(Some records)
============================================================
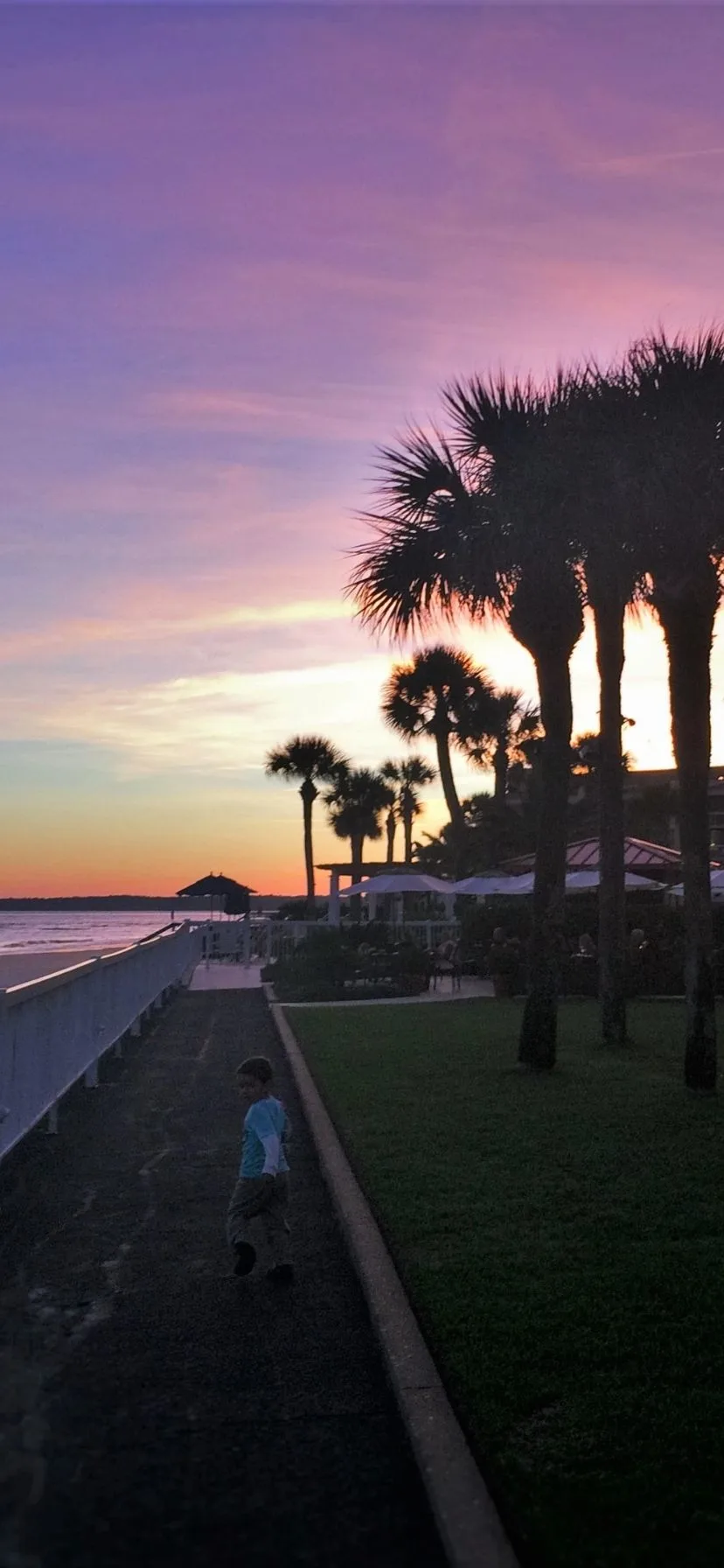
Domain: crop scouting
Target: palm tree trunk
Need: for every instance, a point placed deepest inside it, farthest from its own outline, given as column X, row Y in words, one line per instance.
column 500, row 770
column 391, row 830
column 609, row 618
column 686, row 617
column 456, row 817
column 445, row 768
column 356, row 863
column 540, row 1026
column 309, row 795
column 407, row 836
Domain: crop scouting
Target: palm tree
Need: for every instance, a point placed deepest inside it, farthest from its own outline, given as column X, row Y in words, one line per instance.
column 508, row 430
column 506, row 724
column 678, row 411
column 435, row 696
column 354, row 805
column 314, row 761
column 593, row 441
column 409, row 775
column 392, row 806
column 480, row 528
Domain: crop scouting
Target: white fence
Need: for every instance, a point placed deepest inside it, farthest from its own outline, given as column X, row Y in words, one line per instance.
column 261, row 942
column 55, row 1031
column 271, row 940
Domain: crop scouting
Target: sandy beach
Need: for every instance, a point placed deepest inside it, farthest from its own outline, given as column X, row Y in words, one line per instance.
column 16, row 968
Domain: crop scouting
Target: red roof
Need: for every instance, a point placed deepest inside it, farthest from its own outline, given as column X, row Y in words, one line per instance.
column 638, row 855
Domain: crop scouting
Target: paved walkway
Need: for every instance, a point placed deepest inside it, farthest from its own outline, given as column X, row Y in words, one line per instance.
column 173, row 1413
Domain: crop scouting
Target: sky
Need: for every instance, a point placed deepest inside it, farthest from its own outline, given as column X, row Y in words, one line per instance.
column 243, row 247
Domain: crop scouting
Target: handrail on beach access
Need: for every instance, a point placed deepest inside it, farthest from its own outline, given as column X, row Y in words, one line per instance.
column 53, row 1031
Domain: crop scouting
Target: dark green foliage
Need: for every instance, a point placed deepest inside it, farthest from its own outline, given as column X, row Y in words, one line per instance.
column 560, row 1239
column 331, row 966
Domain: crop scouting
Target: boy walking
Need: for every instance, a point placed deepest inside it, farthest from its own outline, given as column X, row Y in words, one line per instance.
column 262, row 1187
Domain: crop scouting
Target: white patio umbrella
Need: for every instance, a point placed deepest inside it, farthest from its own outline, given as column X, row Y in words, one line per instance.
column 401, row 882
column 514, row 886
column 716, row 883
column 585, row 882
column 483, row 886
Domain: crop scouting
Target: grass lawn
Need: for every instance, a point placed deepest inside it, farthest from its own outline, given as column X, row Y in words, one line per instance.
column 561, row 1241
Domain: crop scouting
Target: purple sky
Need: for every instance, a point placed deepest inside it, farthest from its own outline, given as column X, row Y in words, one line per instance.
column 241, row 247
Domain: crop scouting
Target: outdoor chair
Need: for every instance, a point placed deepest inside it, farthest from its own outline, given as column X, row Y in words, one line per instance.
============================================================
Goal:
Rewrite the material starting at its beginning and ending at the line that contains "column 391, row 830", substituting "palm trunk" for "palm tree trunk" and changing nothing else. Leave the pictures out of your answer.

Correct answer:
Domain: crop scouting
Target: palm trunk
Need: for every instance, a point placed deepest inside it, farthest from its own outline, given as column X, row Y in words, one line per instance.
column 500, row 770
column 391, row 830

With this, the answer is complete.